**Problem details:** Make your reply a word-for-word repeat of the records.
Data for the task START
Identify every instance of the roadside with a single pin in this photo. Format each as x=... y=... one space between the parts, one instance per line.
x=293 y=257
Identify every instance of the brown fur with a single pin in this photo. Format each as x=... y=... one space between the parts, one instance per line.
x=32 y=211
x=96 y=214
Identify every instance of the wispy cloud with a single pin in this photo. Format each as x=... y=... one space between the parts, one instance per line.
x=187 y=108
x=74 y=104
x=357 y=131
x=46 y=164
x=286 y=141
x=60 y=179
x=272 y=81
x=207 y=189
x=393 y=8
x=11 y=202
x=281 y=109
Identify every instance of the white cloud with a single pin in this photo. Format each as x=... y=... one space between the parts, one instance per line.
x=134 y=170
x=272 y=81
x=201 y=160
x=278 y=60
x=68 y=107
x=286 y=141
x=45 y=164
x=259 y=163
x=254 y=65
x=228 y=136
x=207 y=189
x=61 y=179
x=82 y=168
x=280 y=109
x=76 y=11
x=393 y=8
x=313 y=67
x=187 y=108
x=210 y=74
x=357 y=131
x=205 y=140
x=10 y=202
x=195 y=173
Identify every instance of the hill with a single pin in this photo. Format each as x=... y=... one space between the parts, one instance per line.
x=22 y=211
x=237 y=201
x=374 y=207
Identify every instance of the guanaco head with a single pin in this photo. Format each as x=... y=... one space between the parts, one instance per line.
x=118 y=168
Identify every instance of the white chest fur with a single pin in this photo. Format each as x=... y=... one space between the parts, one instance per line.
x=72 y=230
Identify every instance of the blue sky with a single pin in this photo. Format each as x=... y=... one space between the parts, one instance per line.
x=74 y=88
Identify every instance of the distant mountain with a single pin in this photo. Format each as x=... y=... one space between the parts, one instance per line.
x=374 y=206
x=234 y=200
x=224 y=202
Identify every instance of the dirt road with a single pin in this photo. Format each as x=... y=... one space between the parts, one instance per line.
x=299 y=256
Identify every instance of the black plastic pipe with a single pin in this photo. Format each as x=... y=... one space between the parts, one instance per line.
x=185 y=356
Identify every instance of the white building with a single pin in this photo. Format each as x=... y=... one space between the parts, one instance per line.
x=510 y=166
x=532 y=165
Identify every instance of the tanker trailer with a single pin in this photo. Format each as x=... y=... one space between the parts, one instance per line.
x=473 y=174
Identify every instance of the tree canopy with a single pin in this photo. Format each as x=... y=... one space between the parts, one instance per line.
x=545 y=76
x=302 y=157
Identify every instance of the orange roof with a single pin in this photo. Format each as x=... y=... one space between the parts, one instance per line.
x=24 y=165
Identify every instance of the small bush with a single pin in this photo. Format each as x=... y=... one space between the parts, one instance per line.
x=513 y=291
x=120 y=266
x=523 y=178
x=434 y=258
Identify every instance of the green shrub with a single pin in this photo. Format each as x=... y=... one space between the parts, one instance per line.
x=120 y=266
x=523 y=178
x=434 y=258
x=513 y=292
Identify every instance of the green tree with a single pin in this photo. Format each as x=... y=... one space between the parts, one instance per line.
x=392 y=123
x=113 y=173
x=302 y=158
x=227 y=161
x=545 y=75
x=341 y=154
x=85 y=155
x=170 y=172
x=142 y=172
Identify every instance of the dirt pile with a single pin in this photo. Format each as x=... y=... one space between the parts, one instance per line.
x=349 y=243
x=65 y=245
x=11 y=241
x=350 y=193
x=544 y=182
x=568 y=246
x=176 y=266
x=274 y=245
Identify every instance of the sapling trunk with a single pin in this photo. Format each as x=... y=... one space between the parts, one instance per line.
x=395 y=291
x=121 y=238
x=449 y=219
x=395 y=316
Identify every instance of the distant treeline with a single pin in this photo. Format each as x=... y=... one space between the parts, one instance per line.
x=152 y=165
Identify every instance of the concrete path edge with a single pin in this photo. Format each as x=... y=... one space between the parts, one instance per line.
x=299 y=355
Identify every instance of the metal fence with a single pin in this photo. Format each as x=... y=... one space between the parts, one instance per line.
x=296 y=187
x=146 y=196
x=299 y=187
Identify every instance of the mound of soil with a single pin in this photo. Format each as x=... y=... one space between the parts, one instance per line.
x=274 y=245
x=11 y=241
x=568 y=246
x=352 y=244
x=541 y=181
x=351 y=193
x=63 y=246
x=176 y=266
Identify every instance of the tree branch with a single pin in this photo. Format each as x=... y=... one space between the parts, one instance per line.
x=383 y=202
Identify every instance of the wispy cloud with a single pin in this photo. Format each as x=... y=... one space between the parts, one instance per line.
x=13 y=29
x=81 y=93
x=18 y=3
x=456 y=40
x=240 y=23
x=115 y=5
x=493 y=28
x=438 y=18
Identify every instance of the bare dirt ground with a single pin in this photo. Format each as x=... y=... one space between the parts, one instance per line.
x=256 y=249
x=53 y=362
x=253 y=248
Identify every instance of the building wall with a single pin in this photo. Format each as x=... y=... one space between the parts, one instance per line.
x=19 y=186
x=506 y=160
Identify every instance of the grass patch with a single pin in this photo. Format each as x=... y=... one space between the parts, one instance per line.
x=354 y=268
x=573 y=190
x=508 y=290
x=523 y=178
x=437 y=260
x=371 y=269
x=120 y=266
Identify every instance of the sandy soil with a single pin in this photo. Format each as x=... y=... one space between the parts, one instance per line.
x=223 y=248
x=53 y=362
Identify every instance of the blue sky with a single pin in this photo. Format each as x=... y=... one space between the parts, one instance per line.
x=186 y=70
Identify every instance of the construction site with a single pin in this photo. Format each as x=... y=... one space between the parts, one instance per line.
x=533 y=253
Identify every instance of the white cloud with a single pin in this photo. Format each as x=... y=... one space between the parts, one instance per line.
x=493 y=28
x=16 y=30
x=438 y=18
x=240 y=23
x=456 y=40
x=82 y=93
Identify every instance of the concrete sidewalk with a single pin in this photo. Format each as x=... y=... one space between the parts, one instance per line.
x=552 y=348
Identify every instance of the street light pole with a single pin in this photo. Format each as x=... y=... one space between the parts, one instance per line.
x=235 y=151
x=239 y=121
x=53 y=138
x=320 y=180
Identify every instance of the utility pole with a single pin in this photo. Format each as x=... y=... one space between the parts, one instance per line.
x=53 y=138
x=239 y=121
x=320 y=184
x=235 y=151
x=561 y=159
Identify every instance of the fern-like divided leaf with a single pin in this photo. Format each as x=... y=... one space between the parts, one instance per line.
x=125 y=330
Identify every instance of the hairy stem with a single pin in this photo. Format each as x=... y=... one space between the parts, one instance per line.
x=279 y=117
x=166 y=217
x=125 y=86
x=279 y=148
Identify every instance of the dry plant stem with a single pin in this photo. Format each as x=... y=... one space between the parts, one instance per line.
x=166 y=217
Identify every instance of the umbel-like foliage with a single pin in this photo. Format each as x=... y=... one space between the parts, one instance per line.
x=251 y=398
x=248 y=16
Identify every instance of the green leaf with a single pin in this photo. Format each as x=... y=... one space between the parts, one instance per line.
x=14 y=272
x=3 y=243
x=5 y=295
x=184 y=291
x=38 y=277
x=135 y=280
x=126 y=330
Data for the task END
**Exercise output:**
Identify every instance of the roadside with a single pin in this photo. Format each as x=... y=... one space between the parts, one instance per line.
x=293 y=257
Identify every instance of the brown fur with a single pin in this photo. Format each as x=... y=... one space between the parts, one instance per line.
x=32 y=211
x=96 y=214
Identify every instance of the wispy cloud with a single pin in this photo. Format each as x=... y=... one space between the parts, one instance per line.
x=187 y=108
x=74 y=104
x=357 y=131
x=46 y=164
x=286 y=141
x=60 y=179
x=272 y=81
x=207 y=189
x=393 y=8
x=11 y=202
x=281 y=109
Identify every instance of the white cloud with a single pin in this photo. Format each as x=... y=... one space between the parts, one instance per line.
x=134 y=170
x=272 y=81
x=201 y=160
x=278 y=60
x=68 y=107
x=286 y=141
x=45 y=164
x=259 y=163
x=254 y=65
x=228 y=136
x=207 y=189
x=61 y=179
x=82 y=168
x=280 y=109
x=76 y=11
x=393 y=8
x=313 y=67
x=187 y=108
x=210 y=74
x=357 y=131
x=205 y=140
x=10 y=202
x=195 y=173
Identify every instance of the hill with a single pin in this photo. Format each as x=... y=... one space between the parts, one instance per line.
x=22 y=211
x=237 y=201
x=374 y=207
Identify every instance of the guanaco head with a single pin in this photo. Format each as x=... y=... one space between the parts, one instance per line.
x=118 y=168
Identify every instance of the white chest fur with a single pin in this photo. Format each as x=... y=... one space between the parts, one instance per line.
x=72 y=230
Identify every instance of the blue sky with a single pin in this photo. Format each as x=... y=... one space between the parts, one instance per line.
x=74 y=88
Identify every instance of the distant mountain with a single pin in this photo. Format each as x=... y=... one space between the parts, one instance per line.
x=374 y=206
x=234 y=200
x=224 y=202
Identify every instance of the dirt road with a single pin in this photo. Format each as x=... y=... one space between the parts, one instance per line.
x=299 y=256
Identify every instance of the black plastic pipe with a single pin in this photo. Format each as x=... y=... one space between the parts, one instance per line.
x=185 y=356
Identify every instance of the white building with a single pin in this photo. Format each as x=... y=... one space between the parts, one instance per line.
x=510 y=166
x=532 y=165
Identify every instance of the tanker trailer with a single pin in this photo. Format each as x=... y=... one space between the parts, one instance per line.
x=473 y=174
Identify every instance of the tree canopy with a single pin in this photo. Format each as x=... y=... one space between the parts, one instance per line.
x=545 y=76
x=302 y=157
Identify every instance of the orange roof with a single pin in this photo. Format each as x=... y=... one space between the parts, one instance per line.
x=24 y=165
Identify every instance of the small bush with a single pin in this photo. Format each as x=... y=... one space between the parts, one instance per line.
x=513 y=291
x=120 y=266
x=523 y=178
x=434 y=258
Identify every instance of the green shrub with a single pin in this photo. Format each as x=... y=... one space between the parts, one instance per line.
x=120 y=266
x=523 y=178
x=434 y=258
x=513 y=292
Identify every instance of the green tree with a single pin in this photo. Format each as x=... y=... one space between the parts, one instance per line.
x=392 y=123
x=113 y=173
x=302 y=158
x=227 y=161
x=545 y=75
x=341 y=154
x=85 y=155
x=170 y=172
x=142 y=172
Identify every instance of the dirt pile with a single pin in this photo. Format each as x=... y=... one space between the parts, one instance per line.
x=349 y=243
x=65 y=245
x=11 y=241
x=350 y=193
x=544 y=182
x=568 y=246
x=176 y=266
x=274 y=245
Identify every instance of the sapling trunk with a single pin in this photo. Format each as x=... y=... one space between the parts, one instance per line.
x=395 y=291
x=121 y=238
x=449 y=219
x=395 y=316
Identify every instance of the distant treeline with a single pin in this photo. Format each as x=... y=... one space between the parts, one instance per line.
x=152 y=165
Identify every instance of the concrete path edge with a single pin in this photo. Format each as x=... y=... one space between the parts, one instance per line.
x=299 y=355
Identify every instance of the metal fence with a single pin in this photo. Format each as x=... y=... one space between the parts, one instance per line.
x=296 y=187
x=146 y=196
x=299 y=187
Identify every instance of the mound of soil with a single pin in this photo. Format each as x=... y=... one space between the parts, one instance per line.
x=274 y=245
x=11 y=241
x=568 y=246
x=352 y=244
x=541 y=181
x=351 y=193
x=63 y=246
x=176 y=266
Identify every instance of the tree branch with a single pin in this photo. Format each as x=... y=... one space between the parts, one instance per line.
x=383 y=202
Identify every instance of the wispy cloud with a single pin in this photo. Format each as x=... y=... one space between the parts, one instance per line.
x=13 y=29
x=81 y=93
x=18 y=3
x=456 y=40
x=240 y=23
x=115 y=5
x=493 y=28
x=438 y=18
Identify every instance of the bare dirt ground with a single pin in this photo. Format each as x=... y=... one space between the parts, one instance per line.
x=256 y=249
x=53 y=362
x=253 y=248
Identify every instance of the building wall with a single pin in this photo. Format each as x=... y=... one space between the parts, one instance per line.
x=19 y=186
x=506 y=160
Identify every instance of the grass patch with a single pin in this photo. Format each as x=... y=... one space between the parts, one instance per line.
x=354 y=268
x=573 y=190
x=508 y=290
x=523 y=178
x=437 y=260
x=371 y=269
x=120 y=266
Identify every instance of the sandy soil with a single pin in this photo. Format each as x=... y=... one space between the parts, one instance per line.
x=223 y=248
x=53 y=362
Identify every instance of the blue sky with a single pin in this photo. Format each as x=... y=... one space between the parts, one instance per line.
x=186 y=70
Identify every instance of the construction site with a single pin in this photo. Format each as x=... y=... one space between the parts, one instance per line.
x=533 y=253
Identify every instance of the white cloud with a single pin in this photo. Format each as x=... y=... one space between the parts, one instance per line.
x=493 y=28
x=16 y=30
x=438 y=18
x=240 y=23
x=456 y=40
x=82 y=93
Identify every instance of the concrete sidewalk with a single pin in this photo. Format each as x=... y=... one space between the parts, one instance per line.
x=552 y=348
Identify every instance of the street light pole with a single pin in this photo. Format each as x=... y=... one space between the parts, one instance per line.
x=235 y=151
x=239 y=121
x=53 y=138
x=320 y=180
Identify every instance of the utility pole with a single pin in this photo. Format each as x=... y=... one space between the parts, one instance per line.
x=53 y=138
x=239 y=121
x=320 y=184
x=235 y=151
x=561 y=159
Identify every instance of the fern-like divided leaf with a single pin in this photo. Format each as x=... y=... one space between the parts, one instance per line.
x=125 y=330
Identify every instance of the hairy stem with a single pin in this photo. Format each as x=... y=... one space between the parts, one instance per line.
x=279 y=117
x=166 y=217
x=125 y=86
x=279 y=148
Identify every instance of the dry plant stem with a single pin in this photo. Format each as x=... y=... one space between the parts, one instance per line.
x=166 y=217
Identify every instance of the umbel-like foliage with a single pin in this photo. Format each as x=... y=... one space between the parts, one instance per line.
x=251 y=398
x=248 y=16
Identify every instance of the green leaf with a single pin in this photo. Format each as x=... y=... one space between the parts, one instance per line.
x=14 y=272
x=3 y=243
x=5 y=295
x=184 y=291
x=38 y=277
x=135 y=280
x=126 y=330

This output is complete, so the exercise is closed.